▶ **PROBLEM DESCRIPTION**
Could you print the data that follows exactly as given?

▶ **SUPPLIED DATA**
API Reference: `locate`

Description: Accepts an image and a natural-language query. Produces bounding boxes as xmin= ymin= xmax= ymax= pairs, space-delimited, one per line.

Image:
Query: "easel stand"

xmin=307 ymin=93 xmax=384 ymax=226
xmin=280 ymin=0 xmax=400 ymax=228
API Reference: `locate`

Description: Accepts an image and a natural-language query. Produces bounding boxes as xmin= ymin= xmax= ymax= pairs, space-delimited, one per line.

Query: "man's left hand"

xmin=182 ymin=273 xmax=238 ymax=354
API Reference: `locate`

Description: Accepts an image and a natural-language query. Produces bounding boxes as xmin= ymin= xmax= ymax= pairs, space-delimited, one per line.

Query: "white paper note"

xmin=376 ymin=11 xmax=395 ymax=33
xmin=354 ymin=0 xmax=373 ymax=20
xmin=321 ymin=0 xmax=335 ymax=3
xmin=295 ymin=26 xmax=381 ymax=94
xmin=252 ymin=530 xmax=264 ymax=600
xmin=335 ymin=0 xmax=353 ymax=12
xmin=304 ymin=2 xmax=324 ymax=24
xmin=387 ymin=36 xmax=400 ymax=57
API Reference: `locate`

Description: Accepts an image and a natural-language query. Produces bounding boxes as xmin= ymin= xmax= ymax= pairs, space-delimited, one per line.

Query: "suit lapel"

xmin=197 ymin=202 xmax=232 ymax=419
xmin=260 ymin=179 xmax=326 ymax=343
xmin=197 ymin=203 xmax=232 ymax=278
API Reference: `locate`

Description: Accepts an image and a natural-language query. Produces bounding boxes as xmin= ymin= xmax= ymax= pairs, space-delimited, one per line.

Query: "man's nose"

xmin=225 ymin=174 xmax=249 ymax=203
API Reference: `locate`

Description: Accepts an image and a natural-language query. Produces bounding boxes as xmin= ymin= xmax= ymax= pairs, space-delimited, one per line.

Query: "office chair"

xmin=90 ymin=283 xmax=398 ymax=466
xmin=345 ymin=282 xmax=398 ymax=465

▶ **EXPECTED ANSWER**
API Reference: `locate`

Description: Accepts an image and a natural-language query. Produces bounding boxes as xmin= ymin= xmax= ymax= pairs, space-delimited, one per line.

Image:
Query: "easel stand"

xmin=307 ymin=93 xmax=384 ymax=226
xmin=280 ymin=0 xmax=400 ymax=228
API Reference: `locate`

Description: Accepts an image and a natural-language query. Produces bounding boxes as xmin= ymin= xmax= ymax= pairs, space-delimited, one per line.

Query: "man's left hand"

xmin=182 ymin=273 xmax=238 ymax=354
API Reference: `locate`

Description: Accepts an image and a natural-language query. Produces bounding boxes as xmin= ymin= xmax= ymax= pairs, space-delimited, one per line.

Query: "white paper note"

xmin=376 ymin=11 xmax=395 ymax=33
xmin=354 ymin=0 xmax=373 ymax=20
xmin=321 ymin=0 xmax=335 ymax=3
xmin=295 ymin=26 xmax=381 ymax=94
xmin=252 ymin=530 xmax=264 ymax=600
xmin=335 ymin=0 xmax=353 ymax=12
xmin=304 ymin=2 xmax=324 ymax=24
xmin=387 ymin=36 xmax=400 ymax=57
API Reference: `locate`

Description: Accepts an image and a natural-language query. Produces bounding boxes as xmin= ymin= xmax= ymax= pairs, space-delimited, one per line.

Query: "suit lapel"

xmin=197 ymin=202 xmax=232 ymax=419
xmin=260 ymin=179 xmax=326 ymax=343
xmin=197 ymin=203 xmax=232 ymax=278
API Reference: `locate`

Description: Accepts an image and a natural-language query. Produces bounding boxes as xmin= ymin= xmax= ymax= pairs, space-delimited, one per line.

Query: "man's nose"

xmin=225 ymin=174 xmax=249 ymax=203
API Reference: `locate`

Description: Accepts an image and a natural-language query. Produces bounding boxes as xmin= ymin= xmax= ymax= pairs, space-delimited, one per line.

Query: "office chair"

xmin=90 ymin=283 xmax=398 ymax=466
xmin=345 ymin=282 xmax=398 ymax=465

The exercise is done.